### Task statement
Output nothing but the line containing "Mark every instance of the sea" and the lines after it through the end of the material below, each reproduced exactly.

### Records to use
========================
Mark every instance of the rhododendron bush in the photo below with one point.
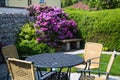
(52, 24)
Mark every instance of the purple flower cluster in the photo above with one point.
(52, 24)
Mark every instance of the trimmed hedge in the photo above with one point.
(26, 43)
(99, 26)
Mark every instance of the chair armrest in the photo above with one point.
(94, 71)
(89, 60)
(47, 75)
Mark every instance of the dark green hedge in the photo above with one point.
(99, 26)
(26, 42)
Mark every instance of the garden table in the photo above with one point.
(56, 60)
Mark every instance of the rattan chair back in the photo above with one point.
(21, 70)
(109, 66)
(10, 51)
(93, 50)
(110, 63)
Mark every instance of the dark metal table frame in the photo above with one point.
(56, 60)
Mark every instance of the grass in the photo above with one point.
(105, 59)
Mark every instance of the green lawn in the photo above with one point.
(105, 59)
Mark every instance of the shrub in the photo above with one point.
(103, 4)
(52, 24)
(26, 42)
(99, 26)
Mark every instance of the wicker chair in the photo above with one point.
(109, 66)
(24, 70)
(93, 52)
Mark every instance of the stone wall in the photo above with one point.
(10, 25)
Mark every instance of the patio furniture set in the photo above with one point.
(31, 67)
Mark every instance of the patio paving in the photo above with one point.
(74, 76)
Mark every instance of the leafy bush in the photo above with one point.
(99, 26)
(26, 42)
(52, 24)
(66, 3)
(103, 4)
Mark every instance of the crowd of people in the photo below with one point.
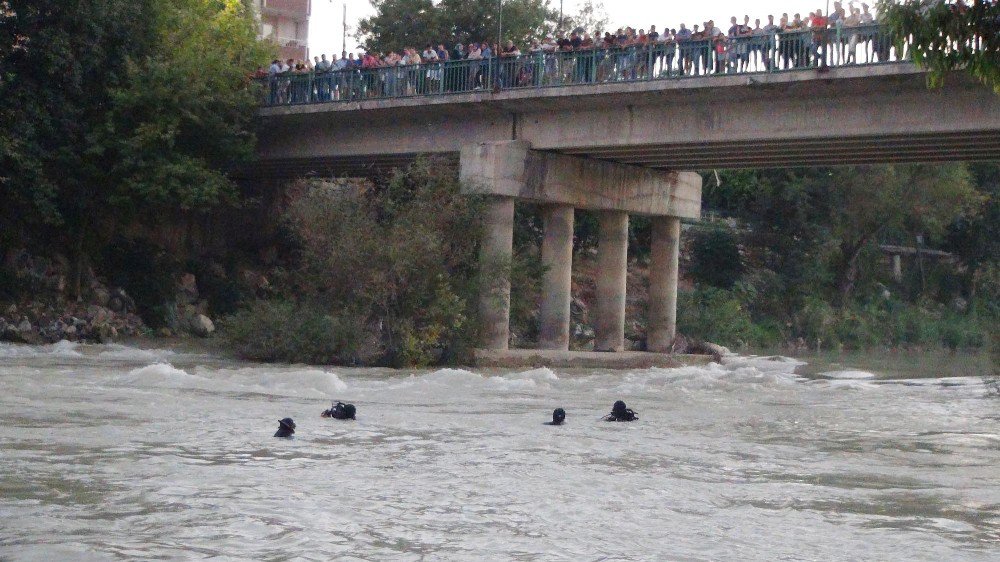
(628, 54)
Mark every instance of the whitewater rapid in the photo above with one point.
(113, 452)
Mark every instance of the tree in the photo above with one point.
(592, 17)
(945, 36)
(870, 202)
(415, 23)
(117, 110)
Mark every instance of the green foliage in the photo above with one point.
(294, 332)
(396, 260)
(115, 110)
(591, 16)
(416, 23)
(949, 36)
(715, 257)
(147, 273)
(721, 316)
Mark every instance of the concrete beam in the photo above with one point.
(513, 169)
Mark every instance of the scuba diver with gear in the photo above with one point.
(619, 412)
(340, 411)
(558, 417)
(286, 428)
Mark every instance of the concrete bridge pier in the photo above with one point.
(612, 265)
(661, 326)
(557, 257)
(495, 256)
(509, 170)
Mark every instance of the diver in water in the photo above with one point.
(558, 417)
(619, 412)
(286, 428)
(340, 411)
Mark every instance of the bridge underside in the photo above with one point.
(795, 153)
(848, 116)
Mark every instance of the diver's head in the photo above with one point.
(619, 409)
(286, 428)
(558, 416)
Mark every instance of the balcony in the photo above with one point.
(292, 9)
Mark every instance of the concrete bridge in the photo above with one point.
(623, 148)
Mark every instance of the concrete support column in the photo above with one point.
(612, 263)
(557, 257)
(663, 272)
(495, 255)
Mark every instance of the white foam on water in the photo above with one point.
(118, 352)
(299, 382)
(848, 375)
(161, 375)
(60, 349)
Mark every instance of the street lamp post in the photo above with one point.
(499, 25)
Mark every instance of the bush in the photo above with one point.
(147, 273)
(715, 258)
(720, 316)
(395, 261)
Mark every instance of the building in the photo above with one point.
(286, 22)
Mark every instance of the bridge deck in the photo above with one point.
(847, 115)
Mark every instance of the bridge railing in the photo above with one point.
(752, 54)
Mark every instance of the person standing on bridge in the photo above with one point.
(820, 38)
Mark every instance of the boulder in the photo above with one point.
(201, 326)
(101, 295)
(120, 302)
(187, 289)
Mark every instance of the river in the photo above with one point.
(113, 452)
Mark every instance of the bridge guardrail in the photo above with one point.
(752, 54)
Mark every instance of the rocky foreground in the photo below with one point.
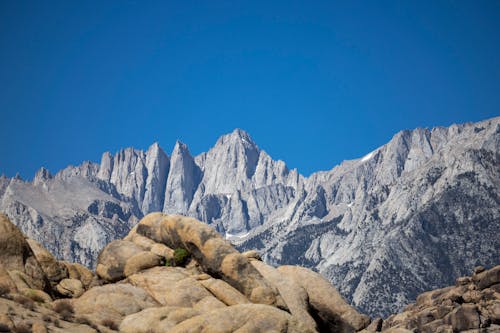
(176, 274)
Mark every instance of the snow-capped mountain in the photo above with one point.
(410, 216)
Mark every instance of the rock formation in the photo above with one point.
(212, 292)
(413, 212)
(218, 290)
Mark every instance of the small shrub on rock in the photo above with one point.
(4, 289)
(4, 327)
(110, 323)
(26, 302)
(64, 308)
(181, 257)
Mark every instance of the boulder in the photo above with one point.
(215, 255)
(486, 279)
(79, 272)
(244, 318)
(163, 251)
(16, 255)
(6, 323)
(7, 284)
(171, 286)
(224, 292)
(112, 302)
(36, 295)
(140, 261)
(294, 295)
(53, 269)
(70, 288)
(112, 259)
(335, 313)
(464, 317)
(157, 320)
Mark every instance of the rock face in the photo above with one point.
(202, 296)
(411, 213)
(472, 305)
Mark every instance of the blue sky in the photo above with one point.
(313, 83)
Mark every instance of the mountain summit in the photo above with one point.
(410, 216)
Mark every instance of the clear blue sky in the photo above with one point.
(313, 83)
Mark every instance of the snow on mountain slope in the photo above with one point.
(407, 217)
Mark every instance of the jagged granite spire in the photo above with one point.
(183, 179)
(413, 212)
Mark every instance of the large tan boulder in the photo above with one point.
(54, 270)
(141, 261)
(487, 278)
(211, 251)
(112, 259)
(243, 318)
(464, 317)
(294, 295)
(171, 286)
(79, 272)
(112, 302)
(156, 320)
(16, 255)
(335, 313)
(224, 292)
(70, 288)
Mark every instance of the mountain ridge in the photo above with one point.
(333, 221)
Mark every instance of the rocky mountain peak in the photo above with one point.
(396, 216)
(41, 176)
(237, 136)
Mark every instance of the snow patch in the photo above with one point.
(228, 235)
(367, 157)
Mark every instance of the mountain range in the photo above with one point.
(410, 216)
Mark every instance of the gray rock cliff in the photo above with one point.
(410, 216)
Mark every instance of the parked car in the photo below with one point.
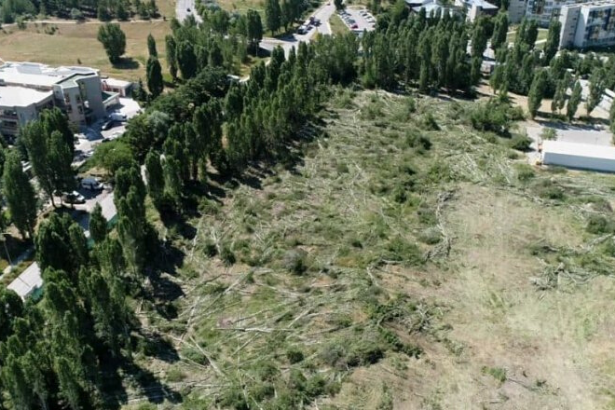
(109, 124)
(116, 116)
(73, 198)
(91, 183)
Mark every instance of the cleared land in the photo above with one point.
(76, 44)
(400, 260)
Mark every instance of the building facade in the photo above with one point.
(588, 25)
(27, 88)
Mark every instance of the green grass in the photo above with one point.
(399, 232)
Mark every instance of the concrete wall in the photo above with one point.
(571, 161)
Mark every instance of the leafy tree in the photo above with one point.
(98, 225)
(155, 83)
(186, 60)
(537, 92)
(254, 29)
(20, 195)
(552, 43)
(500, 30)
(171, 55)
(273, 15)
(574, 101)
(113, 40)
(151, 46)
(597, 86)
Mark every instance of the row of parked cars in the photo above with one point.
(308, 25)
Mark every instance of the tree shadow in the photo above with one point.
(126, 63)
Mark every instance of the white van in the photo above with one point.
(91, 183)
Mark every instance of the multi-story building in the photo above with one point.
(541, 10)
(27, 88)
(588, 25)
(19, 105)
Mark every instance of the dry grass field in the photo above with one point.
(76, 44)
(403, 260)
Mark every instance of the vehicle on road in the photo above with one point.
(109, 124)
(91, 183)
(116, 116)
(73, 198)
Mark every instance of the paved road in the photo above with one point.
(182, 7)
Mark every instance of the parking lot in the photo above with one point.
(358, 19)
(95, 134)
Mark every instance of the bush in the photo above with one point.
(524, 172)
(421, 143)
(598, 224)
(295, 261)
(294, 355)
(227, 256)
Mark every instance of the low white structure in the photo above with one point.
(29, 283)
(580, 156)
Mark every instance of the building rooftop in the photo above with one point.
(39, 75)
(578, 150)
(28, 282)
(12, 96)
(113, 82)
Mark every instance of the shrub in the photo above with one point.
(227, 256)
(295, 261)
(524, 172)
(598, 224)
(416, 140)
(294, 355)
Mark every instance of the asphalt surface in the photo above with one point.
(182, 7)
(362, 22)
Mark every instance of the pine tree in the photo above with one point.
(186, 60)
(500, 30)
(171, 55)
(155, 83)
(254, 29)
(537, 91)
(113, 40)
(574, 101)
(597, 86)
(20, 195)
(155, 177)
(273, 15)
(151, 46)
(98, 225)
(552, 43)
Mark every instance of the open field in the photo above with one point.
(401, 260)
(76, 44)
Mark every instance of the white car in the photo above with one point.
(91, 183)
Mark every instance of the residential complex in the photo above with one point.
(28, 88)
(588, 25)
(471, 8)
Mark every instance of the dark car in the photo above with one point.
(73, 198)
(108, 125)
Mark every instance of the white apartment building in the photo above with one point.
(27, 88)
(588, 25)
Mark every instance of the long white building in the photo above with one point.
(588, 25)
(28, 88)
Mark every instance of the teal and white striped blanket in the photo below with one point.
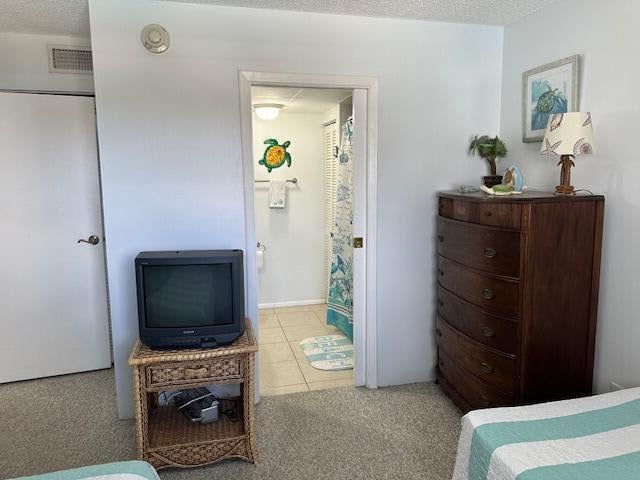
(132, 470)
(593, 438)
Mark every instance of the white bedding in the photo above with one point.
(589, 438)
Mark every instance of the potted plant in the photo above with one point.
(490, 149)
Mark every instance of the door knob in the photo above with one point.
(93, 240)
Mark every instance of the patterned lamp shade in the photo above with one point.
(569, 134)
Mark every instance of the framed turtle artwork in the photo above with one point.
(546, 90)
(275, 155)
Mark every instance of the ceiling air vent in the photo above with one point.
(70, 59)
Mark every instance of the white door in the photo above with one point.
(359, 229)
(53, 305)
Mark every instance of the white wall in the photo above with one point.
(24, 64)
(294, 236)
(170, 145)
(606, 35)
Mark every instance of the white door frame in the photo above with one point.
(365, 342)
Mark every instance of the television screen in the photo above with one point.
(188, 296)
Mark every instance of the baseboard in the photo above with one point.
(299, 303)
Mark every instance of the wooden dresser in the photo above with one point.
(517, 297)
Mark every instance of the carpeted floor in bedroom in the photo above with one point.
(407, 432)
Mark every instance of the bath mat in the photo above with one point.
(328, 352)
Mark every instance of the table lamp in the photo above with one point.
(568, 135)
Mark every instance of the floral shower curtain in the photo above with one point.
(340, 298)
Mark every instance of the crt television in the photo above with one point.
(190, 299)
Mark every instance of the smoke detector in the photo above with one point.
(155, 38)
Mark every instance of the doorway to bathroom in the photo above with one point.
(302, 138)
(345, 307)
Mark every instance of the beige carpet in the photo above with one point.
(407, 432)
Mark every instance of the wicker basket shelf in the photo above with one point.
(168, 427)
(165, 437)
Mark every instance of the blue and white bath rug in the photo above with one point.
(328, 352)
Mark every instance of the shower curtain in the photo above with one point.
(340, 297)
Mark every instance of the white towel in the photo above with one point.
(277, 193)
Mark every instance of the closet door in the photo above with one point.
(330, 159)
(52, 287)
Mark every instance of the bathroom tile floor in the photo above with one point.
(283, 367)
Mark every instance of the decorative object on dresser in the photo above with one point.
(568, 135)
(517, 296)
(165, 437)
(490, 149)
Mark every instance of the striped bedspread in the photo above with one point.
(593, 438)
(132, 470)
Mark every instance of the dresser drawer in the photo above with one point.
(495, 332)
(486, 212)
(491, 368)
(474, 392)
(485, 248)
(167, 375)
(497, 296)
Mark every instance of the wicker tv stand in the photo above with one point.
(164, 436)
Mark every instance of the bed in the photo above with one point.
(133, 470)
(592, 438)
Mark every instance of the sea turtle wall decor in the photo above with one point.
(275, 155)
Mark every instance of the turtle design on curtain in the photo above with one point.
(340, 297)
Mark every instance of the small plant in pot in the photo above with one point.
(491, 149)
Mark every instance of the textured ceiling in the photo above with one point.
(71, 17)
(54, 17)
(300, 100)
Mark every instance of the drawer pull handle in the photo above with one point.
(488, 294)
(191, 373)
(490, 252)
(486, 368)
(488, 331)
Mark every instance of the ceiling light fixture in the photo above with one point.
========================
### Expected answer
Mark every instance of the sea turtle wall decor in the photo above with one point.
(275, 155)
Mark every instance of the turtle design on curtain in the photo above with one point.
(340, 297)
Mark every instance of the small plant in pot in the photo above with one point.
(491, 149)
Mark every instance of the textured ceiling in the photo above with one point.
(71, 17)
(54, 17)
(300, 100)
Mark every instance of the drawer pull handle in the photo above with one point.
(488, 294)
(191, 373)
(490, 252)
(486, 368)
(488, 331)
Mark every instance of the ceiling light fixture in the photo above with one point.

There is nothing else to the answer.